## WRITTEN TASK:
Copy the listing again from the line containing "Locate the text" through its final line, requests included, and increase every coordinate in the answers by 93.

—————

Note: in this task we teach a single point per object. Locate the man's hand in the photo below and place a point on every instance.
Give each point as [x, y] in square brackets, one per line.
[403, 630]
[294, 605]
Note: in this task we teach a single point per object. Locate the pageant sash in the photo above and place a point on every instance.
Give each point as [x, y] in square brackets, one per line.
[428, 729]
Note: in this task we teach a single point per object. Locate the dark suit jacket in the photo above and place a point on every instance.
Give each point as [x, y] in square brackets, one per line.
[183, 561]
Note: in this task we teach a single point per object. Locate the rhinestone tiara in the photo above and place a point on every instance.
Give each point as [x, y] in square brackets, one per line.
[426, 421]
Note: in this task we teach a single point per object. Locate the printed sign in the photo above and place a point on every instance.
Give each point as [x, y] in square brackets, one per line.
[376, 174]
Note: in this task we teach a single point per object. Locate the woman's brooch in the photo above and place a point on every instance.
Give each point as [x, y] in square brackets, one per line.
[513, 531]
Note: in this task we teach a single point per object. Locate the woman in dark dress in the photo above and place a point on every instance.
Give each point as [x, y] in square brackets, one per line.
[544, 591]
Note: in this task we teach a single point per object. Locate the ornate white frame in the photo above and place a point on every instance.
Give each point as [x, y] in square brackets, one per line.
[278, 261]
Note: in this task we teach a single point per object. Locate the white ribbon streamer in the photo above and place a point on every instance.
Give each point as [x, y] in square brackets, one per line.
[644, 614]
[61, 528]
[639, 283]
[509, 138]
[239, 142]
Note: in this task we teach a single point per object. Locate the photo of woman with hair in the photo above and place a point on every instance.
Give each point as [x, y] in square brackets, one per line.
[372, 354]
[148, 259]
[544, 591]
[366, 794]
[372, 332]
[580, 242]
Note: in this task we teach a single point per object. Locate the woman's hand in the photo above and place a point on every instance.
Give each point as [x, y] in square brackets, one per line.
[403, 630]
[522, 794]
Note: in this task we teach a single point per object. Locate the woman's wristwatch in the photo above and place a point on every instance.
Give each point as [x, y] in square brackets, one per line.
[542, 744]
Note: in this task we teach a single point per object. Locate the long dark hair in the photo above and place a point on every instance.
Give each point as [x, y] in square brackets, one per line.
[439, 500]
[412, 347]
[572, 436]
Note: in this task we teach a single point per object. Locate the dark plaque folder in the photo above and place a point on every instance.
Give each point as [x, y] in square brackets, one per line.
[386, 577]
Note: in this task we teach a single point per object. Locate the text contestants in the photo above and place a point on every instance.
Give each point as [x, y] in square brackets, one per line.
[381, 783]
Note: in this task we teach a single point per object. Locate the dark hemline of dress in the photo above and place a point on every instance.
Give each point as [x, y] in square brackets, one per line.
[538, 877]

—————

## EXPECTED OUTPUT:
Note: in this task we teach a single point per object. Locate the text contestants in the photo above and place a point on every instance.
Give each point as [x, y] in square brackets, one per line.
[474, 876]
Note: in this task we teach a single point per object. Locate the dark hemline of dress in the photo above and place a point on every instance.
Give each point as [x, y] in square brackets, one per line.
[631, 970]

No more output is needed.